• Metin Bloğu:
══════

Ülkü, kişinin kendi milleti veya bütün insanoğlu için ulaşılmasını arzu ettiği en son gayedir. Arzu ve hayal edilen bu son amaca varmak gayesiyle, yılmadan azimle, usanmadan, sükunet ve cesaretle, fedakarlık göstererek çalışanlara ülkücü diyebiliriz. Hayal edilen o son amaçtır ülkü.
Hayatlarını insanlığa hizmet amaçlı harcayan bazı ilim ve bilim adamları, peygamberler, büyük kahraman askerler, fikir adamları, sanat adamları da birer ülkücüdürler. Yani insanlık bugünkü seviyesini ülkücülere borçludur. Lakin, insanlık tarihinde, gerekse milletlerin tarifinde kendini bir ülküye adamış ülkücülerin sayısı çokta fazla değildir.

══════

• Veri Kesiti:
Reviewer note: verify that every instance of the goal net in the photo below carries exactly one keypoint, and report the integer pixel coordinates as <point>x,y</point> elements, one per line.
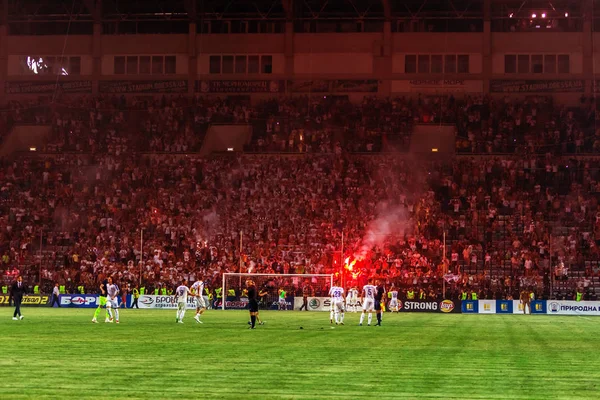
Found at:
<point>235,296</point>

══════

• Görevler:
1. Ülkü hakkındaki metnin "Hayatlarını insanlığa hizmet" ile başlayıp "çokta fazla değildir." ile biten kısmını, "fikir adamları" yerine "düşünürler" koyarak güncelle.
2. Ülkü konulu metni bittiği yerden sürdür.
Yukarıdaki satırlar, metinden bağımsız ayrı bir malzemedir.

• Beklenen Yanıtlar:
1.
Hayatlarını insanlığa hizmet amaçlı harcayan bazı ilim ve bilim adamları, peygamberler, büyük kahraman askerler, düşünürler, sanat adamları da birer ülkücüdürler. Yani insanlık bugünkü seviyesini ülkücülere borçludur. Lakin, insanlık tarihinde, gerekse milletlerin tarifinde kendini bir ülküye adamış ülkücülerin sayısı çokta fazla değildir.

2.
Rahmetli Alparslan Türkeş’in de dediği gibi; ‘’Ülkücüler insanlık alemi içinde ne uşak olmayı, ne de başkalarını uşak olarak kullanmayı kabul etmeyen bir bayrağın taşıyıcısıdır.’’ Alparslan Türkeş’in yine dediği gibi ‘’ Sizlere kolay bir başarı vaad etmiyorum. Kısa zamanda bir iktidar umanlar bizimle yola çıkmasınlar. Yolumuz uzun ve çetindir. Bu yolda karşımıza menfaat teklifleri, tehditleri ve daha bir yığın engel çıkacaktır. Bu çetin yola dayanabilecekler, bizimle gelsinler. Cesur olanlar, kuvvetli olanlar, gerçekten inananlar kafilemize katılsınlar.’’
Başbuğ’un demek istediği çok açık ve nettir. Ülkücülük çok çetin yollardan geçmek, zorluklara göğüs germektir. O yola herkes katlanamaz, hevesle başlasa da herkes o dikenli yollarda sonuna kadar mücadele edemez. Herkesin nasıl kahraman, sanatkar olması mümkün değilse, ülkücü olması da aynı şekilde mümkün değildir. Başbuğ Türkeş’in de anlatmak istediği bizlere esasında budur. Hatta ülkücülük sanatkarlıktan ve kahramanlıktan da zordur. Sanatkar yaratılışı gereği eser vermeye mecburdur, istemese de o eseri verir. Kahraman ise belki bir ömür bekleyecektir kahramanlık vasfına ulaşabilmek için.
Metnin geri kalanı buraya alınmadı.